**Given problem:** Reproduce the passage of the Media Fragments issues page that runs from "- we cannot" up to and including "of a video?", word for word.

From Media Fragments Working Group Wiki
This page aims at capturing the various issues that are discussed on the WG public mailing list.
We will use more formally the issue tracker after having discussed these issues.
Following Jack's suggestion, we distinguish the issues regarding the functionality from the representation of the media fragments.
Ghent face-to-face meeting resolutions
- Time dimension: local to the media, so we do not care about the time zones for example
- WG will provide either informally or in the spec a mapping between Media Fragment URI and the standards covered in the Technological Survey
- Frame precision access: always jump to the last I-Frame that precedes the time point requested?
- we cannot define an algorithm that says that a time point corresponds to a particular frame for all encoding formats;
- we might want to provide some guidelines for some specific formats
- Track definition: we consider only what the container (encapsulation) format is exposing
- Should we define a simple vocabulary for describing the media (e.g. which track is available?), à la ROE like it is used in Metavid?
Cannes face-to-face meeting resolutions
- Continuity / Discontinuity: postponed, but keep it mind
- Spatial Fragment shape: rectangle for now
- Container and substreams: postpone decision, but certainly create syntax that is extensible to incorporate this at a later time
- In-context / Out-of-context: we want to make sure that fragment is aware of "full" resource
Continuity / Discontinuity
- Should we address non-temporally connected sequences of a video?
- Use Case 1: a video content contains an interview, edited in two parts cut by some advertisements. One would like to address in a single media fragment the two parts which are not temporally connected
- Use Case 2: see the Media PlayList UC
- Multi-fragment URIs: Silvia points out that the temporalURI specification can take multiple parts together, but creates a new resource. See also the related discussion regarding the status of a media fragment discussion.
- The question boils to: can a multi-fragment URI be implemented as a playlist? is it the same thing?
- See also the xspf playlist format
- Should we address non-spatially connected regions of an image?
Spatial Fragment shape
- Do we want simple bounding box rectangle shape or arbitrary free shapes (e.g. the shape of a tiger in a still image) for a spatial media fragment?

**Data shown:**
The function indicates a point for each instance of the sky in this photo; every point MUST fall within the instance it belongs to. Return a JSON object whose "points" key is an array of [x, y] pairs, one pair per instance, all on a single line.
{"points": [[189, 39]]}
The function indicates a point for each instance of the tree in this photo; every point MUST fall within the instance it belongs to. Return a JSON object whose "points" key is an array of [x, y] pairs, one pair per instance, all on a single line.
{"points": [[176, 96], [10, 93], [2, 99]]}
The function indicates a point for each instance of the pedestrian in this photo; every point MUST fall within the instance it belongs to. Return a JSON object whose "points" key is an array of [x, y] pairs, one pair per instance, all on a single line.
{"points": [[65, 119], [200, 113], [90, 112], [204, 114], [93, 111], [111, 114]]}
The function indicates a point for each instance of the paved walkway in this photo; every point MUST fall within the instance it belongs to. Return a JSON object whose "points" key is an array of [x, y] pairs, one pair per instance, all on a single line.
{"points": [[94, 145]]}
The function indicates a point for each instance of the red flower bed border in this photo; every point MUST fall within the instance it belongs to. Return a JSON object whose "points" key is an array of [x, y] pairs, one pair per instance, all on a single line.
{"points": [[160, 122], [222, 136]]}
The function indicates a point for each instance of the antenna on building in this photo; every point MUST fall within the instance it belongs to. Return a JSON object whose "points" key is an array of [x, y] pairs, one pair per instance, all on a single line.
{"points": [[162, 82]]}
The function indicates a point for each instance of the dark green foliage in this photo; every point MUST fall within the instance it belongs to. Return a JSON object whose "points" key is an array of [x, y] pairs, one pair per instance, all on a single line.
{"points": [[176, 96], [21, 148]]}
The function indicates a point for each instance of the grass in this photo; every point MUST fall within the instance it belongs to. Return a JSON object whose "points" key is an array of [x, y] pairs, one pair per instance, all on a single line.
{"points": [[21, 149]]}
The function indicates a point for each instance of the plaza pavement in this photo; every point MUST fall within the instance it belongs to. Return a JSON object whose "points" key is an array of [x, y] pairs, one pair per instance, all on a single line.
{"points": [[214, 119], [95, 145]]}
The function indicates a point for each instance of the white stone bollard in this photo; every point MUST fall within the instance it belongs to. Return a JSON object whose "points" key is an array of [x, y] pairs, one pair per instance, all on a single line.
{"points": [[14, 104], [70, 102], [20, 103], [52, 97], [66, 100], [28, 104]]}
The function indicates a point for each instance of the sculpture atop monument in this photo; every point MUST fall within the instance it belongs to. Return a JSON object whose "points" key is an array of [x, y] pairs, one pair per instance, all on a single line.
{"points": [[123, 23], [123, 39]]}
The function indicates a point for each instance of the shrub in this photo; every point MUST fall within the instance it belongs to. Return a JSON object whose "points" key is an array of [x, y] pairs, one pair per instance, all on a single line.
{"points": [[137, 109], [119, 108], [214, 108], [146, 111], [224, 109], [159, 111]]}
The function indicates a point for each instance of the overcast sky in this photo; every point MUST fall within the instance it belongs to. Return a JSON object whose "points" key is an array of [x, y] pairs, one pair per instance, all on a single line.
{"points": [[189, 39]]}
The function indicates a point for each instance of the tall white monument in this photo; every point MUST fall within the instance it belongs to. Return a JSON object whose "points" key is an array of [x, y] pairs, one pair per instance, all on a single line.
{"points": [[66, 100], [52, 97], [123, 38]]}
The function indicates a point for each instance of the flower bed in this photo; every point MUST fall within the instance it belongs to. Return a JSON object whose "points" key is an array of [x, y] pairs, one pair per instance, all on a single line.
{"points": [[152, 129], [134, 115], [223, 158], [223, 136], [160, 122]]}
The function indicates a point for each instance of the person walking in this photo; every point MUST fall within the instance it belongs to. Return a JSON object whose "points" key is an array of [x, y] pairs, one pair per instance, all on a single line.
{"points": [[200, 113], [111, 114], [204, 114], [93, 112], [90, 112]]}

**Task output:**
- we cannot define an algorithm that says that a time point corresponds to a particular frame for all encoding formats;
- we might want to provide some guidelines for some specific formats
- Track definition: we consider only what the container (encapsulation) format is exposing
- Should we define a simple vocabulary for describing the media (e.g. which track is available?), à la ROE like it is used in Metavid?
Cannes face-to-face meeting resolutions
- Continuity / Discontinuity: postponed, but keep it mind
- Spatial Fragment shape: rectangle for now
- Container and substreams: postpone decision, but certainly create syntax that is extensible to incorporate this at a later time
- In-context / Out-of-context: we want to make sure that fragment is aware of "full" resource
Continuity / Discontinuity
- Should we address non-temporally connected sequences of a video?